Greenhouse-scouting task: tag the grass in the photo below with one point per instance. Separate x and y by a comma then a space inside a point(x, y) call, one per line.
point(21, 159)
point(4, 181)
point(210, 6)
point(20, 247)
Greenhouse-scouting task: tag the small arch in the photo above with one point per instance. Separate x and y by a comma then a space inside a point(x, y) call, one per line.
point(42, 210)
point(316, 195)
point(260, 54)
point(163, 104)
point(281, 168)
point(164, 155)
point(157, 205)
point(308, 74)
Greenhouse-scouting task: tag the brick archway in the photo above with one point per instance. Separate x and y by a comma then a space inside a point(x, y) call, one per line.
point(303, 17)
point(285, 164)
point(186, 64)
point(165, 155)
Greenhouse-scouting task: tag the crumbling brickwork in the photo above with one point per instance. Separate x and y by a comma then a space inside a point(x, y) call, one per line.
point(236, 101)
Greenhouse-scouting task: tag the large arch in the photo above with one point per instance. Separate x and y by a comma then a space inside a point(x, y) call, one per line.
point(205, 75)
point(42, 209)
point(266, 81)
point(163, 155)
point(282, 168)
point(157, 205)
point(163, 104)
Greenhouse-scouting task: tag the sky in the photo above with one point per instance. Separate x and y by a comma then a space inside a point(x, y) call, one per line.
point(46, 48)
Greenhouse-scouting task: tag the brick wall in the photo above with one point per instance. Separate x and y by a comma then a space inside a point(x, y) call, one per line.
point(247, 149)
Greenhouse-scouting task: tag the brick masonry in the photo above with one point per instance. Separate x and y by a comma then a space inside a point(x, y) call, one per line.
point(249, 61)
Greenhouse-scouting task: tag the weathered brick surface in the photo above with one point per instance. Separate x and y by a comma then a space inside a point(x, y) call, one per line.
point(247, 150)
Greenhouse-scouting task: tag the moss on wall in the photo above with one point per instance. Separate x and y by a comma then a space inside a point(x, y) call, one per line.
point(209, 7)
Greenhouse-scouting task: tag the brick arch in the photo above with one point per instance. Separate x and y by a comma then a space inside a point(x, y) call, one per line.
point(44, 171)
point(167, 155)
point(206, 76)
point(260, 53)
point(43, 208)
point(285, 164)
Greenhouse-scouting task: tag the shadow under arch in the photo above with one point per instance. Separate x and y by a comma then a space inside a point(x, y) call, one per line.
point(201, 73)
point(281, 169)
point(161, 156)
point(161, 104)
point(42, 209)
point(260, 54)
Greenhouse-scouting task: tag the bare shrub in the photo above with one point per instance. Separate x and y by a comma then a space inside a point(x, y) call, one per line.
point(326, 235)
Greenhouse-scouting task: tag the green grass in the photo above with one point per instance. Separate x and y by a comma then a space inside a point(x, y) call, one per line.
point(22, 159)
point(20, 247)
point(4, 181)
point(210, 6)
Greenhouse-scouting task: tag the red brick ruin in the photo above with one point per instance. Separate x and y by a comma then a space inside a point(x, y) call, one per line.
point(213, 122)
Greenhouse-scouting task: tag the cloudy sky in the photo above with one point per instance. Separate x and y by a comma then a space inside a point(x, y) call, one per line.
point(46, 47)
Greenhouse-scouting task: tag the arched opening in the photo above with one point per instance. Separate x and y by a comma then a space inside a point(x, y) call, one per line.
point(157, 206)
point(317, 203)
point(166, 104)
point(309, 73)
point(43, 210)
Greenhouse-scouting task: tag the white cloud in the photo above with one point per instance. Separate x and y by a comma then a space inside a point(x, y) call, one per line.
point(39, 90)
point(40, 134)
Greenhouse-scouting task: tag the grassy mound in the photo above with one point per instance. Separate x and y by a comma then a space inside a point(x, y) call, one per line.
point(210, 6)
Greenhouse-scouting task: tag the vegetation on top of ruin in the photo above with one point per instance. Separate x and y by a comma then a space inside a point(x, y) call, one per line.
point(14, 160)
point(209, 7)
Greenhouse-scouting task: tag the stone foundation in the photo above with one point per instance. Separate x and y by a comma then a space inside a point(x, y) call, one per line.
----
# Task to complete
Copy every item above word for word, line by line.

# Result below
Greenhouse-scouting task: tag the grass in the photo below with one point per instance. Separate x and y by a comma then a space inside a point(x, y) call, one per line.
point(21, 159)
point(4, 181)
point(210, 6)
point(20, 247)
Greenhouse-scouting task: tag the small arch in the photo above with one point per instance. Separate x and y by a comma then a space inside a point(x, y) call, one per line.
point(42, 210)
point(316, 195)
point(260, 54)
point(163, 104)
point(281, 168)
point(164, 155)
point(157, 205)
point(308, 74)
Greenhouse-scouting task: tag the brick archway in the photo above with one point per instance. Separate x and y by a comma then a space inside a point(x, y) call, one per line.
point(303, 17)
point(285, 164)
point(186, 64)
point(165, 155)
Greenhouse-scouting task: tag the crumbling brickwork in the photo above with one point per instance. Separate x and y by a comma then a space inside a point(x, y) call, one per line.
point(236, 101)
Greenhouse-scouting task: tag the large arch in the photo above with one point per instance. Separate x and y by a comma then a space inside a point(x, y) call, one per line.
point(205, 75)
point(42, 209)
point(266, 81)
point(163, 155)
point(282, 168)
point(157, 205)
point(163, 104)
Greenhouse-scouting task: tag the sky in the photo above with one point per instance. Separate x and y by a comma then a space inside a point(x, y) call, one per line.
point(46, 48)
Greenhouse-scouting task: tag the brick wall in the photo above with one point per instance. Separate x and y by a comma then a space inside a point(x, y) call, one per line.
point(247, 149)
Greenhouse-scouting task: tag the brick masonry in the photo above with one point per instance. Separate x and y by a comma then a space inside a point(x, y) call, one per line.
point(249, 61)
Greenhouse-scouting task: tag the weathered brick surface in the photo above with one point per instance. Separate x and y by a comma then a space inside a point(x, y) call, one per line.
point(247, 150)
Greenhouse-scouting task: tag the moss on wall in the photo above with one point per instance. Separate x and y by a comma then a space inside a point(x, y) call, one per line.
point(209, 7)
Greenhouse-scouting task: tag the brick arch in the photo above with one point per instance. Separate x and y by a comma then a space inside a point(x, y) call, one per line.
point(44, 171)
point(167, 155)
point(206, 76)
point(260, 53)
point(43, 208)
point(285, 164)
Greenhouse-scouting task: tag the shadow under arch in the photo above with one point per instance. Separate x and y by a comma then a space inside a point(x, y) call, one per line.
point(201, 73)
point(281, 169)
point(161, 156)
point(161, 104)
point(42, 209)
point(260, 54)
Greenhouse-scouting task: tag the bare shrub in the photo above with one point per instance. Separate x and y by a comma then a space inside a point(x, y) call, one per line.
point(326, 235)
Greenhouse-scouting task: tag the green grass in the photo above with one point per instance. Separate x and y by a comma then a space inside a point(x, y) call, one per line.
point(22, 159)
point(20, 247)
point(4, 181)
point(210, 6)
Greenhouse-scouting task: tag the red brick ruin in the photo above with one point per instance. Separate x and y by a comma then a space inside a point(x, y) call, one per line.
point(213, 122)
Greenhouse-scouting task: tag the cloudy sky in the photo above with one point per instance. Separate x and y by a comma then a space inside a point(x, y) call, one per line.
point(46, 47)
Greenhouse-scouting task: tag the arched opening in the photo above with one point per instance. Separate x and y by a comma then a space inside a point(x, y) call, one per line.
point(157, 206)
point(317, 203)
point(166, 104)
point(309, 73)
point(43, 210)
Greenhouse-scouting task: tag the white cloud in the photo above with one point per instance. Separate x and y by a comma then a space inside a point(x, y) call, one per line.
point(39, 90)
point(40, 134)
Greenhouse-scouting task: tag the grassy mound in the photo above with one point per instance. Separate x and y by a comma then a space inside a point(x, y) call, one per line.
point(210, 6)
Greenhouse-scouting task: tag the vegetation on top of ruin in the photo above with one point per instance. Separate x and y by a comma then a space inside a point(x, y) call, one per line.
point(14, 160)
point(209, 7)
Greenhouse-scouting task: tag the stone foundation in the photo above with one point per instance. Separate x and y by a comma then a space inside a point(x, y) call, one per line.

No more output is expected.